Syed believes the post-bacc program changed everything for her and made her pathway to securing her Doctor of Optometry (OD) degree much easier. 

“I felt I was well prepared when I entered the optometry program because I already was familiar with the campus, knew some of the professors, and already had a friend going into the program, so it worked out really well,” she said. 

After graduating with a degree in biology from Stony Brook University in Long Island, New York, Syed really wanted to go to optometry school. Spending a couple of years working in an optometrist’s office solidified that desire. And, opportunity came knocking when Salus sent her an email in 2019 about the University’s then-newly launched PBHS program.

The program is designed for students who have already completed an undergraduate degree or are working toward a secondary degree from an accredited institution. It offers students a chance to take required prerequisite courses, boost their grade point average, strengthen their scientific background and help them become better prepared for admissions to a professional, post-graduate or medical school. Completion of the post-bacc degree also guarantees the student an interview in the Salus program of choice. 

Karolina Pasierb in labPasierb already knew she wanted to pursue a career in optometry. During her time at Rowan she started working at an optometry practice and learned from PCO alums Wayne Goldschneider, OD ‘85, and Dale Stein, OD ‘82.

__Items from a data source__
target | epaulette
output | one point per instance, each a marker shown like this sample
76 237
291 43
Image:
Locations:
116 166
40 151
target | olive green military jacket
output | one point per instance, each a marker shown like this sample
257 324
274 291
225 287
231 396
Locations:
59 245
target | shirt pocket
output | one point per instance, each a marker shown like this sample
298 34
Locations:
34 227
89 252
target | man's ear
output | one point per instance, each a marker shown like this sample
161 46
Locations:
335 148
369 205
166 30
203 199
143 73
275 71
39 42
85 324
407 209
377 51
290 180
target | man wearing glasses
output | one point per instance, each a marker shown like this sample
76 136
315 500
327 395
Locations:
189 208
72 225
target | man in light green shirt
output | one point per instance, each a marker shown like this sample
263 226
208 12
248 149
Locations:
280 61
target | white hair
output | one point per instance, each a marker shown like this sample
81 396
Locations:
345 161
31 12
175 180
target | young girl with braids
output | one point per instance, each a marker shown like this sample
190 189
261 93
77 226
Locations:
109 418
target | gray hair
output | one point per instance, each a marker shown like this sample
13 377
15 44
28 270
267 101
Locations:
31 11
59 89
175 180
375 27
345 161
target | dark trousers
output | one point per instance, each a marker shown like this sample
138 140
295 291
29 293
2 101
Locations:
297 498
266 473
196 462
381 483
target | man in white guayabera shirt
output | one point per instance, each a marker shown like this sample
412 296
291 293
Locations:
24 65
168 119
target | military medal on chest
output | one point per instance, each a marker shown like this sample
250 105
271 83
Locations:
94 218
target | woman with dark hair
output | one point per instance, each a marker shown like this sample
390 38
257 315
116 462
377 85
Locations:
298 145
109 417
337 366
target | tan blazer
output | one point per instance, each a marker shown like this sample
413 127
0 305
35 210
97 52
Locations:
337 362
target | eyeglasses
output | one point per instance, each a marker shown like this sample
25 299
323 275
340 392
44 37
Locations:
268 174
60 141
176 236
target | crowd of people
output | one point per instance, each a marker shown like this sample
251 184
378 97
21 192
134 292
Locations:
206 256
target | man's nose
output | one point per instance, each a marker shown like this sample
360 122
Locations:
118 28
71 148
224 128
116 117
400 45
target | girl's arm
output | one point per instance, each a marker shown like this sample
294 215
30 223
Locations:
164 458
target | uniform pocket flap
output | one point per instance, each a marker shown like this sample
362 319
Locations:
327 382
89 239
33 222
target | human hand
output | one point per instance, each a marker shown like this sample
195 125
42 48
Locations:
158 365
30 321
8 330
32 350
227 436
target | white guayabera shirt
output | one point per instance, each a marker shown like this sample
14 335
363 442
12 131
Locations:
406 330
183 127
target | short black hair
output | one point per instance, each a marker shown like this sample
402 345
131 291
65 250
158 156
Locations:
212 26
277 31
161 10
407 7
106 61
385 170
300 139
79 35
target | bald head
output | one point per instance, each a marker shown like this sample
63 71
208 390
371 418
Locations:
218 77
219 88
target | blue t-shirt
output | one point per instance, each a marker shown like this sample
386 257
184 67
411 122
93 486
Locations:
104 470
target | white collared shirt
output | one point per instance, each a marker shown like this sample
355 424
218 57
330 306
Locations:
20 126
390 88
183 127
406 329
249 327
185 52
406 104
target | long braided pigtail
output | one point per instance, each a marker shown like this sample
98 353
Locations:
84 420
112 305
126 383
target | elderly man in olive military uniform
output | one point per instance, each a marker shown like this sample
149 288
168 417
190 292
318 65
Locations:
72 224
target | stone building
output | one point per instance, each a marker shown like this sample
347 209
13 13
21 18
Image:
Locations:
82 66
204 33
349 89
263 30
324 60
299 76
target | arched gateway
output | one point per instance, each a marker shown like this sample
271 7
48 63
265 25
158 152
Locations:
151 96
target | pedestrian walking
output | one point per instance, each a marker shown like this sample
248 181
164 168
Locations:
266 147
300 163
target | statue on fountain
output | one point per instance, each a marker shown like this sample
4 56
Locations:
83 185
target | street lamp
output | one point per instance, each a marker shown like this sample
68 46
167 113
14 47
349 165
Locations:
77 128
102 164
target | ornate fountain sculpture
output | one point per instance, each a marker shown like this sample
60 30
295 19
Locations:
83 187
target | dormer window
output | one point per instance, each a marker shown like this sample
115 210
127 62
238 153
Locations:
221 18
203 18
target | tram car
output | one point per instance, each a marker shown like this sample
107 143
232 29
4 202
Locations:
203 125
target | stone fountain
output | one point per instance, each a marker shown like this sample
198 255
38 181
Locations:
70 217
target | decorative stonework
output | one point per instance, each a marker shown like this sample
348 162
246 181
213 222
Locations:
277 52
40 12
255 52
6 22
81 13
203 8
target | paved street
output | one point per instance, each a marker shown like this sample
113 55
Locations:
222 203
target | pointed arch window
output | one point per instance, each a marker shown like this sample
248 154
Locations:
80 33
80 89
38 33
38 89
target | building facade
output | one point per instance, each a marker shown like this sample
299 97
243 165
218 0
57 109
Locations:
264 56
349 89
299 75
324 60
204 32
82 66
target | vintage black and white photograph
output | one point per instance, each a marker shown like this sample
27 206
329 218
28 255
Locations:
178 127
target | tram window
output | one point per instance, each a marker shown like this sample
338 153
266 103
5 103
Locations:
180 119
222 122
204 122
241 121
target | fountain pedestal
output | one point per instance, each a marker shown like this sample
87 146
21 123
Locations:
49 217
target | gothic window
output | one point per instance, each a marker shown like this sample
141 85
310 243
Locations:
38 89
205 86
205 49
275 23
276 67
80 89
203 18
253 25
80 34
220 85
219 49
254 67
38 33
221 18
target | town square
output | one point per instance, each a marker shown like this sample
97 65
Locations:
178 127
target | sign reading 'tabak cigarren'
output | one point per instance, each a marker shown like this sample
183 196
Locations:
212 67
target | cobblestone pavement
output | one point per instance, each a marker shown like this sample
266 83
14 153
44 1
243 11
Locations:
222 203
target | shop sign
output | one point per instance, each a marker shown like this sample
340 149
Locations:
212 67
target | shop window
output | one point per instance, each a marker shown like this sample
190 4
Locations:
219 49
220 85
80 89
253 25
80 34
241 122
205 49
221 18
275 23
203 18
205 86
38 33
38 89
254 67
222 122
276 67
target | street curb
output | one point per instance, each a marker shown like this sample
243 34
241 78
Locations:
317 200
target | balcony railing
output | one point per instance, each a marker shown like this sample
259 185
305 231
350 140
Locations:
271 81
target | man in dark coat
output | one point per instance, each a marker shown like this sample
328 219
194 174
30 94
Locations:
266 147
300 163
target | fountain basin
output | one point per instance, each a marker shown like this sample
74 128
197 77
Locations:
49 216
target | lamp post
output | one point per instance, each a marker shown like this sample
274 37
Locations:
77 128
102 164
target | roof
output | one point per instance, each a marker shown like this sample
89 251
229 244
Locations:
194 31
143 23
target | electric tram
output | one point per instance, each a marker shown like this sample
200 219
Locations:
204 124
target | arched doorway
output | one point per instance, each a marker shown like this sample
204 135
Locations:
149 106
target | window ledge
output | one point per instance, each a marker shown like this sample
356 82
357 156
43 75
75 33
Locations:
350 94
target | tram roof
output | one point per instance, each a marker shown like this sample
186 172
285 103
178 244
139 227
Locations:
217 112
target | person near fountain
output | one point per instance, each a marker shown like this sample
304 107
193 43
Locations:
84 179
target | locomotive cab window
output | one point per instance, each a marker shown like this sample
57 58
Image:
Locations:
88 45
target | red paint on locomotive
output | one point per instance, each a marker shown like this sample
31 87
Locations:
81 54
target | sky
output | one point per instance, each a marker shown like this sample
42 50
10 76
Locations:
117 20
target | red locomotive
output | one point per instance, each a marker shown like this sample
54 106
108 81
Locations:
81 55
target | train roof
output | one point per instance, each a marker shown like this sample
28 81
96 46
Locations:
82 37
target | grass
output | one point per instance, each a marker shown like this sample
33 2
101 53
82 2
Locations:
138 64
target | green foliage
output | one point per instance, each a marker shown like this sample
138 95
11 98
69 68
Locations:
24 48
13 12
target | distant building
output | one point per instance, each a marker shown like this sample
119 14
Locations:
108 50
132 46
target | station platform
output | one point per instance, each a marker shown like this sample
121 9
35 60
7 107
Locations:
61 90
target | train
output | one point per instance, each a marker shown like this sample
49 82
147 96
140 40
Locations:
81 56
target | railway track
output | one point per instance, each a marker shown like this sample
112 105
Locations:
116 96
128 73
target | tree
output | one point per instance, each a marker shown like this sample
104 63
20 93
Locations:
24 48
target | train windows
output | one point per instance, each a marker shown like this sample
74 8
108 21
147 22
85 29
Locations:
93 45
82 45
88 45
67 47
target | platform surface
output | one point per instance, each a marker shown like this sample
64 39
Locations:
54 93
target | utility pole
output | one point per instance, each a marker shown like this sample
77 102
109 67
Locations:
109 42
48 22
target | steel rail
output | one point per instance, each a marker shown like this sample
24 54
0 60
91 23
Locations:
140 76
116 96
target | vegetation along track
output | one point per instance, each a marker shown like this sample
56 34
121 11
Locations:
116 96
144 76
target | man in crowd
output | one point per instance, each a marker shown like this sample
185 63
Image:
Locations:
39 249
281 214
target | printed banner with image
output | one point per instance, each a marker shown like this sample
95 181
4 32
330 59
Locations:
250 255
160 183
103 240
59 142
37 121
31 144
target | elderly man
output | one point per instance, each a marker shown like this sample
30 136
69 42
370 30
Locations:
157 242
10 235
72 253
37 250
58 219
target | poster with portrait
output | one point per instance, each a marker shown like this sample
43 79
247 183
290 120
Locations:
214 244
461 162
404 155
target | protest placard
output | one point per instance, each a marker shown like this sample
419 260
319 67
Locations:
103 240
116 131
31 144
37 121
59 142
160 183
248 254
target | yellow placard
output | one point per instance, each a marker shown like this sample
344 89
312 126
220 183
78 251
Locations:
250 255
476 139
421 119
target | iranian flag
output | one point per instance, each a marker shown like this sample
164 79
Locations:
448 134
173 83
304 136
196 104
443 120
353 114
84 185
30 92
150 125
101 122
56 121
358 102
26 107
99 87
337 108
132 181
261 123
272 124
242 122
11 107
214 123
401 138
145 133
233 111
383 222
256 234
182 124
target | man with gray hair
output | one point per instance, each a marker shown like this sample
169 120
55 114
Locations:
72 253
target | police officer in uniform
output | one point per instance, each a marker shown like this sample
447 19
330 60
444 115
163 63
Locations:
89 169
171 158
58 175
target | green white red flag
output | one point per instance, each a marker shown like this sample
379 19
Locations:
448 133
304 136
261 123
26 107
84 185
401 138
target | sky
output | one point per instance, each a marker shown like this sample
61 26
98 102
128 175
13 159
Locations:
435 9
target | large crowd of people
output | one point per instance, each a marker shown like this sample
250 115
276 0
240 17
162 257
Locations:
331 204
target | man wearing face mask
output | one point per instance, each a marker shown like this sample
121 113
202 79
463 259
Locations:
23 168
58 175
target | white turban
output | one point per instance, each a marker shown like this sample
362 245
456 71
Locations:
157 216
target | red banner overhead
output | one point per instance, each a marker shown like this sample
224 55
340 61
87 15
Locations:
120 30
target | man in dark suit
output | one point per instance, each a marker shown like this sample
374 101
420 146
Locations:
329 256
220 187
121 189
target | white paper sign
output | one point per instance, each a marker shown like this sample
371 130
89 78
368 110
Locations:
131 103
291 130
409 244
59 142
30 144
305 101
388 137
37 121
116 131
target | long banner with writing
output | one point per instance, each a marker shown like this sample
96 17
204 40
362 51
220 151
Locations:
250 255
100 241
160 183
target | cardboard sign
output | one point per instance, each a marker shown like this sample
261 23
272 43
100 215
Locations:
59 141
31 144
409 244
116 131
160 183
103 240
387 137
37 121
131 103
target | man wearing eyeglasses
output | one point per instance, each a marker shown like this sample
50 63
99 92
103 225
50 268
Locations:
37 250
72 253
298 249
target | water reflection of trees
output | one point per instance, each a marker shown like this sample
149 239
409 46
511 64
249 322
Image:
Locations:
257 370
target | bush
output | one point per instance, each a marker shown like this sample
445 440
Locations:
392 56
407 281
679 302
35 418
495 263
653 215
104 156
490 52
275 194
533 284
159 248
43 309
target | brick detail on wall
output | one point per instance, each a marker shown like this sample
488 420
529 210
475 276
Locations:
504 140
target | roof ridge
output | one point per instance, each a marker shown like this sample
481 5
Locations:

__Instructions for the task__
Write the next part of the text about the Salus post-bacc program, picking up after its last sentence. The records are separate material and have nothing to do with the text about the Salus post-bacc program.

__Answer section__
But she got wait-listed by PCO when she first applied. That’s when she received an email about the post-bacc program at Salus and thought it might be a viable option to make her application more desirable. 

“The post-bacc program helped give me an idea how graduate school would be,” said Pasierb. “It definitely helped me get to know both the professors and the challenging workload.”

Although the first cohort of PBHS got thrown a curveball right away — starting and then having to finish the one-year program virtually because of the pandemic in 2020 —  Syed and Pasierb both found a running start into another Salus program was a tremendous advantage. “I already knew about PCO and the optometry program,” said Syed, who while in the PBHS program was paired with Stephanie Leburg, OD ‘16, Resident ’17, as a mentor. 

“Dr. Leburg actually edited my personal essay to apply for the optometry school program. Then I ended up having her a few years later as an attending and a preceptor. It was just full circle as she was integral in helping me when I was in the post-bacc program.”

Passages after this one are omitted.